Excerpts from a detection dataset:
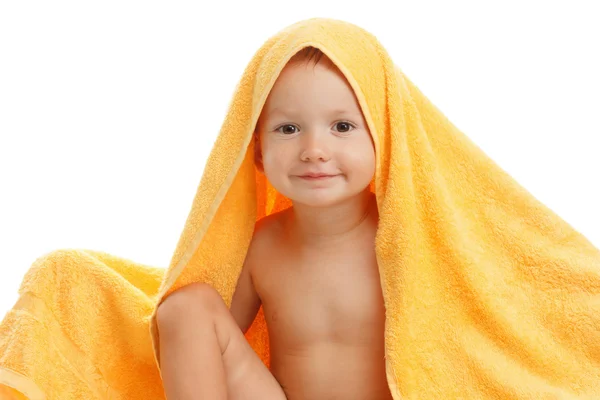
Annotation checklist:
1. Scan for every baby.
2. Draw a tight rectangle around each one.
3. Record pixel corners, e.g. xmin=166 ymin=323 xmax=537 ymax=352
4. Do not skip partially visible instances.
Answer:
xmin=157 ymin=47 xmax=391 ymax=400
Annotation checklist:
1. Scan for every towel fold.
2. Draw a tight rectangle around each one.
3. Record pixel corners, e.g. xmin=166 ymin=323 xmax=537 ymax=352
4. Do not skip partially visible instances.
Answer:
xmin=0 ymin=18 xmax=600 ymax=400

==

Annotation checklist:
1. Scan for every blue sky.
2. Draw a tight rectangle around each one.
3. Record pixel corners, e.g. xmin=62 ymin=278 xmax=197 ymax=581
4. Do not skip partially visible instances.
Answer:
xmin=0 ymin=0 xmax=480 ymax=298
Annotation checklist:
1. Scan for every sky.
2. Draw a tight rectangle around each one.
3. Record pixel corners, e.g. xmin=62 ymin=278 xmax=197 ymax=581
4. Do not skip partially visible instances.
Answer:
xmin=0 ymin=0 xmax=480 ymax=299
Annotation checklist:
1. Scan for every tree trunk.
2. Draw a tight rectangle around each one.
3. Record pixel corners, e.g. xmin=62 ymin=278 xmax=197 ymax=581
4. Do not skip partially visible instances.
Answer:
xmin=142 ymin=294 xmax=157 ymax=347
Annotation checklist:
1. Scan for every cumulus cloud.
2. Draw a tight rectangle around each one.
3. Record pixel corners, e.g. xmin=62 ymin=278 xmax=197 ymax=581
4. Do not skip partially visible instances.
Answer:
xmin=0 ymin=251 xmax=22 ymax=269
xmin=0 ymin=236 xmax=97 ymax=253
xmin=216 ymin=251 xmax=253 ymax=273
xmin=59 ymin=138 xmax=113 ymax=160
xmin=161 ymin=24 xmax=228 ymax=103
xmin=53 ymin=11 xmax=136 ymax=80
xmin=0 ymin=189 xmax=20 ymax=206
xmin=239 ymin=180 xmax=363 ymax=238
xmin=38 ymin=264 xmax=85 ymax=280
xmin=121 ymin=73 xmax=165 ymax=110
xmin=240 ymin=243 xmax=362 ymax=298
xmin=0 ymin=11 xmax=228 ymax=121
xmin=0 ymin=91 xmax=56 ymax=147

--

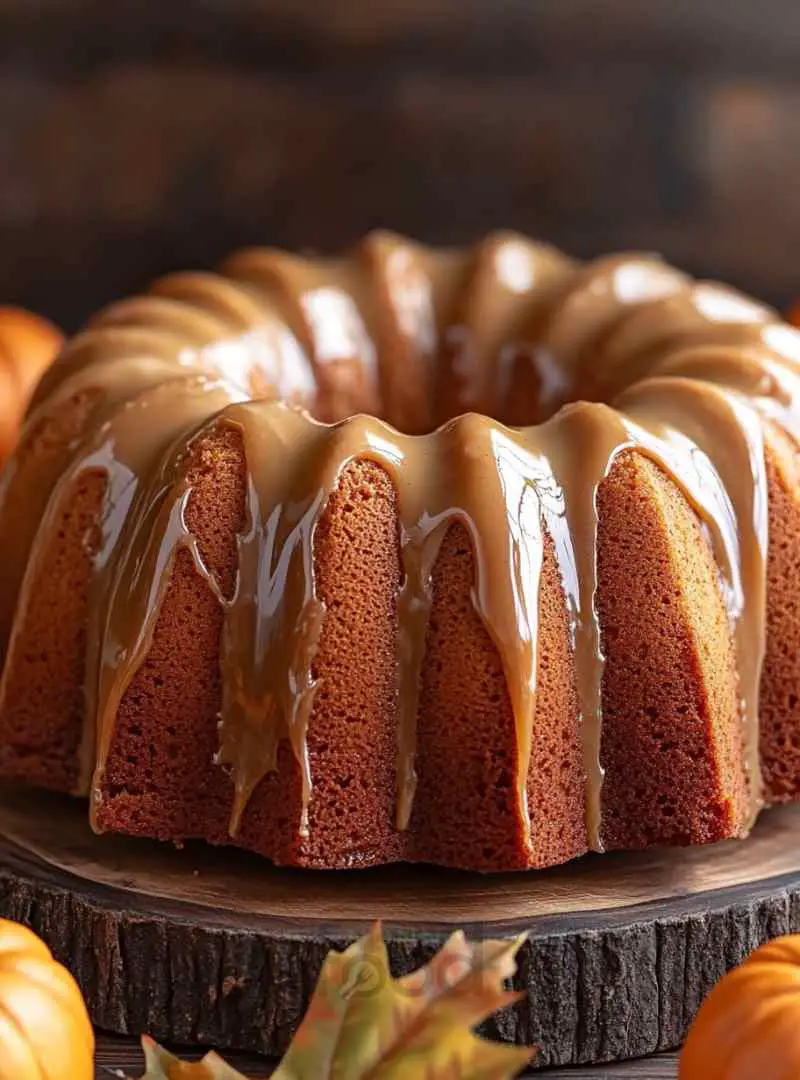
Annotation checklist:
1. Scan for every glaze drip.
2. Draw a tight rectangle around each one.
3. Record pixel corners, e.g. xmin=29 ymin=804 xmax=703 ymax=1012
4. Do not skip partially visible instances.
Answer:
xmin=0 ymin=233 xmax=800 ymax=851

= WRITTEN REQUEST =
Find all lines in the listing above that contain the word "every", and copy them out.

= RESULT OF THIS EXERCISE =
1. Scan for every baby.
1. Scan for every towel fold.
1. Scan for every blue sky.
1. Scan for every sky.
1. Scan for every tree trunk.
1. Scan for every cumulus cloud.
1. Scan for every glaze drip.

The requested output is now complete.